About this task: Give all of the data below again with every "rough mask" swapped for "draft mask" and nothing else changed. Leave the pictures out.

Extracted entries:
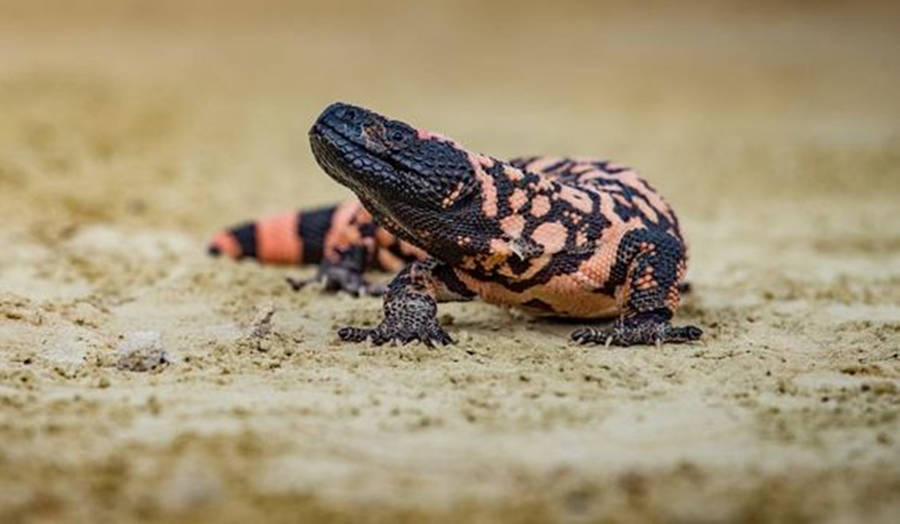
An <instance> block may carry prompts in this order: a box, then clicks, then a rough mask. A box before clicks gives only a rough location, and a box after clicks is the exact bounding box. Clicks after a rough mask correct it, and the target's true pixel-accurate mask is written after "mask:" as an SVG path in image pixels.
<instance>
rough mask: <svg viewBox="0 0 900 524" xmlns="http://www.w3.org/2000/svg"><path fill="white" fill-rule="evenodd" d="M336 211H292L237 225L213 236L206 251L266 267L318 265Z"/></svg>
mask: <svg viewBox="0 0 900 524" xmlns="http://www.w3.org/2000/svg"><path fill="white" fill-rule="evenodd" d="M335 209H336V208H335V206H331V207H327V208H321V209H315V210H312V211H299V212H296V211H289V212H286V213H280V214H277V215H273V216H270V217H266V218H263V219H260V220H257V221H255V222H244V223H241V224H238V225H236V226H234V227H231V228H229V229H226V230H225V231H222V232H221V233H219V234H217V235H216V236H215V237H213V239H212V241H210V243H209V247H208V248H207V252H208V253H209V254H210V255H213V256H219V255H223V254H224V255H227V256H229V257H231V258H234V259H241V258H255V259H257V260H259V261H260V262H262V263H267V264H318V263H319V262H321V260H322V252H323V250H324V248H325V235H326V234H327V233H328V230H329V229H330V228H331V222H332V217H333V216H334V211H335Z"/></svg>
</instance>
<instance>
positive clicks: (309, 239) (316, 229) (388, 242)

Response below:
An <instance> block may carry prompts in this order: a box, then clicks, then a draft mask. A box before clicks gives only a rough location, and a box after clicks is the exact bounding box. Clicks after a draft mask correct it, and the target's true pixel-accurate mask is written after "mask:" as an SVG path in image pixels.
<instance>
draft mask: <svg viewBox="0 0 900 524" xmlns="http://www.w3.org/2000/svg"><path fill="white" fill-rule="evenodd" d="M336 211H292L237 225L213 236L206 251L266 267L318 265Z"/></svg>
mask: <svg viewBox="0 0 900 524" xmlns="http://www.w3.org/2000/svg"><path fill="white" fill-rule="evenodd" d="M335 209H336V208H335V206H331V207H327V208H321V209H315V210H312V211H299V212H296V211H289V212H286V213H280V214H277V215H273V216H270V217H266V218H263V219H260V220H257V221H255V222H244V223H241V224H238V225H236V226H234V227H231V228H229V229H226V230H225V231H222V232H221V233H219V234H217V235H216V236H215V237H213V239H212V241H210V243H209V247H208V248H207V252H208V253H209V254H210V255H213V256H219V255H223V254H224V255H227V256H229V257H231V258H234V259H241V258H255V259H257V260H259V261H260V262H262V263H267V264H318V263H319V262H321V260H322V252H323V250H324V248H325V235H326V234H327V233H328V230H329V229H330V228H331V222H332V217H333V216H334V211H335Z"/></svg>
</instance>
<instance>
positive clicks: (309, 239) (316, 229) (388, 242)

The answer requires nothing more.